CONSIGNE 1 -
Répondez aux questions suivantes à partir de l'extrait.
(a) Qui a publié les témoignages reçus à l'annonce du décès du Père Herman Bastijns ?
(b) À quelle heure avait lieu la célébration eucharistique de la communauté quand la nouvelle du décès est arrivée à Rome ?
(c) Dans quelle ville l'auteur du témoignage daté de Bethlehem est-il entré en contact avec les Pères Blancs ?
CONSIGNE 2 -
Recopiez à l'identique tout le passage de l'extrait, depuis « Bethlehem, 09/08/2018 » jusqu'à « Mes sincères condoléances. ».

Il est temps de remercier Dieu pour ce que nous avons fait jusqu’à présent, mais il est temps aussi de demander le don de son Esprit pour nous libérer de la peur paralysante et nous donner les moyens d’être plus audacieux dans l’ouverture aux nouvelles réalités qui nous sont proposées. Nous devons accorder une attention particulière aux “Périphéries Existentielles” en tant que critère essentiel pour notre projet communautaire. Ces périphéries se retrouvent partout où nous vivons et travaillons. Il faut aussi en tenir compte dans la proposition de projet apostolique à nos stagiaires et collaborateurs en mission. Je profite de cette occasion pour vous remercier tous pour le travail accompli en dépit de nos effectifs réduits. Prions pour que l’Esprit de Dieu continue à nous inspirer et à nous fortifier pour être de véritables apôtres prophétiques en Afrique de l’Est.

Aloysius Ssekamatte, M.Afr.
Provincial of East African Province

Témoignages après le décès de Herman Bastijns

Le Provincial délégué de Belgique a publié quelques témoignages reçus à l’annonce du décès du Père Herman Bastijns. Nous avons cru bon de vous les communiquer.


C’est avec émotion que nous recevons ici la nouvelle du décès inopiné de Herman. La nouvelle nous est parvenue juste au moment de la célébration eucharistique de la communauté à 18h15. Nous avons remercié le Seigneur pour sa présence parmi nous et pour sa contribution dans le cadre de la Société et au-delà. Au cours du repas qui a suivi, avec Stan, nous avons parlé de Herman, de son lien familial, des manières dont il nous a marqués, de sa place dans l’histoire de la Société. Ses contributions dans les domaines de la formation initiale et de la formation permanente ont enrichi de nombreux. Ses retraites ensuite et ses récollections diffusées sur le web également. Sa vie et son héritage sont un encouragement pour nous tous. En communion dans la prière, alors que nous pensons aussi aux siens.

Bien fraternellement,
André-Léon SIMONART, Maison Généralice – Rome


Bethlehem, 09/08/2018

Merci de m’avoir informé de la mort d’Herman. Il était l’un des formateurs lorsque je suis entré en contact avec les Pères Blancs à Louvain. Depuis lors, il m’a toujours inspiré par sa vie de prière profonde et son dévouement. Mes sincères condoléances.

DONNÉES FOURNIES -
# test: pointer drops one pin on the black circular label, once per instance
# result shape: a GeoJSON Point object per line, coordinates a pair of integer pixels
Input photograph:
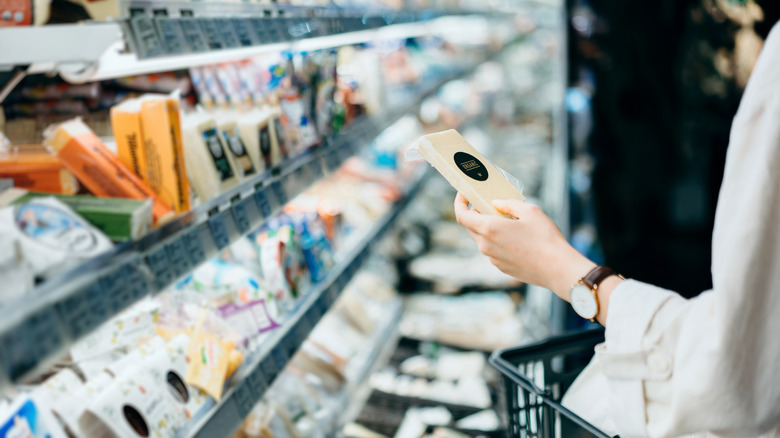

CORRIGÉ 1 -
(a) C'est le Provincial délégué de Belgique qui a publié ces témoignages.
(b) La célébration avait lieu à 18h15.
(c) Il est entré en contact avec les Pères Blancs à Louvain.

CORRIGÉ 2 -
Bethlehem, 09/08/2018

Merci de m’avoir informé de la mort d’Herman. Il était l’un des formateurs lorsque je suis entré en contact avec les Pères Blancs à Louvain. Depuis lors, il m’a toujours inspiré par sa vie de prière profonde et son dévouement. Mes sincères condoléances.